## Task to complete:
Copy out the rows below, swapping "annotating" for "labeling" wherever it occurs and keeping everything else the same. Leave the pictures out of your answer.

___ Task material

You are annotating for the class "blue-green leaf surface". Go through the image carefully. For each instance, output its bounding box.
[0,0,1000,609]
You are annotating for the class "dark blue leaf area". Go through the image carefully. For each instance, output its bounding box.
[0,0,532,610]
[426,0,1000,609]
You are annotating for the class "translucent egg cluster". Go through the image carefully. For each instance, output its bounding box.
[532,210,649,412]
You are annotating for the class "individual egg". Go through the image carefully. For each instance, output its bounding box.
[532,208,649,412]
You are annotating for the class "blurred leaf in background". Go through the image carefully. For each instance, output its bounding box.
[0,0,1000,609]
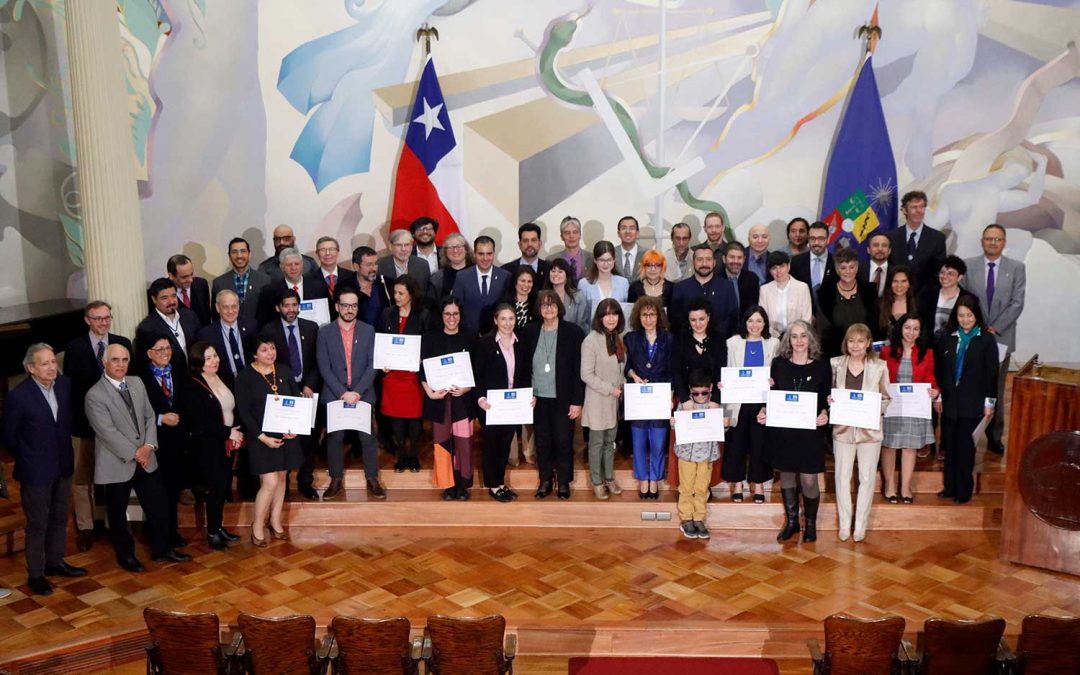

______

## The solution:
You are labeling for the class "blue-green leaf surface". Go through the image carefully. For each instance, output its bounding box.
[0,0,1000,609]
You are labeling for the class "dark blue leaf area". Go through the image carefully. For each instance, output its bounding box.
[0,0,532,610]
[426,0,1000,609]
You are labeling for the class "translucent egg cluster". Go through the image carefully. For each instance, output its bounding box.
[532,210,649,412]
You are labeling for the class "individual egg". Go through the image carefully. For each instance, output its bounding box.
[532,208,649,412]
You are labeling for the class "blurred leaf in background". Go through the image carefully. For each instance, output its bounding box.
[0,0,1000,609]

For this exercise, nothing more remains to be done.